** Start of Source **

Larry finds the Monster in ice.
Alas, their journey to Vasaria proves fruitless when they learn that Dr. Frankenstein is dead. When Larry, as the Wolf Man, kills a young village woman, the townspeople pursue the vicious "wolf." As Larry the lyncanthrope evades the angry mob, he falls into a hidden chamber. The next morning, he discovers the Frankenstein Monster (Bela Lugosi) encased in ice and frees it. With the Monster's help, he tries to find Frankenstein's diaries and--he hopes--the secret to his own death.

It's hard to assess Frankenstein Meets the Wolf Man because the Universal brass had the film cut before its release. In Curt Siodmak's original screenplay, the Monster could speak (as he could at the end of Ghost of Frankenstein). In his book The Dead That Walk, Leslie Halliwell includes some of the missing dialogue:

MONSTER: I can't see you. I'm blind, I'm sick. Once I had the strength of a hundred men. If Dr. Frankenstein were alive, he'd give it back to me...so I could live forever.

TALBOT: Do you know what happened?

MONSTER: I fell into the stream when the village people burned the house down. I lost consciousness. When I woke, I was frozen in the ice.

TALBOT: Buried alive. I know, I know...

MONSTER: Dr. Frankenstein created my body to be immortal. His son gave me a new brain, a clever brain. I will rule the world forever if we can find the formula that can give me back my strength. I will never die.

TALBOT: But I want to die. If you wanted to die, what would you do?

MONSTER: I would look for Dr. Frankenstein's diary. He knew the secret of immortality. He knew the secret of death.

This missing scene is a very illuminating one. First, it explains why the Monster walks with his arms outstretched awkwardly (he's blind!). It also clarifies why the Monster can be seen mouthing dialogue silently in the film (he was actually conversing with Larry). Finally, it explains why the creature would so willingly lead Talbot to the secret location of Dr. Frankenstein's papers.

The Monster disrupts the festival.
Without this key scene, Frankenstein Meets the Wolf Man is a perplexing film at times. The middle portion also lumbers along awkwardly much like the Monster. Still, there are three marvelous scenes: the aforementioned grave robbing sequence, the Monster's sudden appearance in Vasaria during the Festival of the New Wine, and the climatic fight. Granted, it's clearly a stunt double--not Bela--as the Monster during the big showdown. Also, I can't imagine the Wolf Man surviving this face-off (his strategy seems to consist of climbing up on lab equipment and jumping on the Monster).

** End of Source **

## Written instruction A
Collect each line of the records that contains the string "wall", treating uppercase and lowercase as different.
The text and the records were taken from unrelated sources.

** Start of Items **

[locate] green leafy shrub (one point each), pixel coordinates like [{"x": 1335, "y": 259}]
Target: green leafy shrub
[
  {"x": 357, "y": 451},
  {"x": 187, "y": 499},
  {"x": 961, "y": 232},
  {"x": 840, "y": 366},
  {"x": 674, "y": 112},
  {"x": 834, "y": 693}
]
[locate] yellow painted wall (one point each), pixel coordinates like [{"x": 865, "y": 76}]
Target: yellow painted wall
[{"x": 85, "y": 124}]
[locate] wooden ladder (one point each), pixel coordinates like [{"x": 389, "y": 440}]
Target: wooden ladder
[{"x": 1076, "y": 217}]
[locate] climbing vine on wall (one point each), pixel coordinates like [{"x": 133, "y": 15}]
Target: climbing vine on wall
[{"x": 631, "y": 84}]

** End of Items **
** Start of Items **

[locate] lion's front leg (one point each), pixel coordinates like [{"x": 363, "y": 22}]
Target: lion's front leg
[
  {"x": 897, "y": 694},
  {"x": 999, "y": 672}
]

** End of Items **

## Written instruction B
Answer these questions from the film review:
(i) Which actor plays the Frankenstein Monster?
(ii) Who wrote the original screenplay?
(iii) During which festival does the Monster suddenly appear in Vasaria?

## Worked answer A
[locate] yellow painted wall (one point each), pixel coordinates like [{"x": 865, "y": 76}]
Target: yellow painted wall
[locate] climbing vine on wall (one point each), pixel coordinates like [{"x": 133, "y": 15}]
Target: climbing vine on wall

## Worked answer B
(i) Bela Lugosi
(ii) Curt Siodmak
(iii) The Festival of the New Wine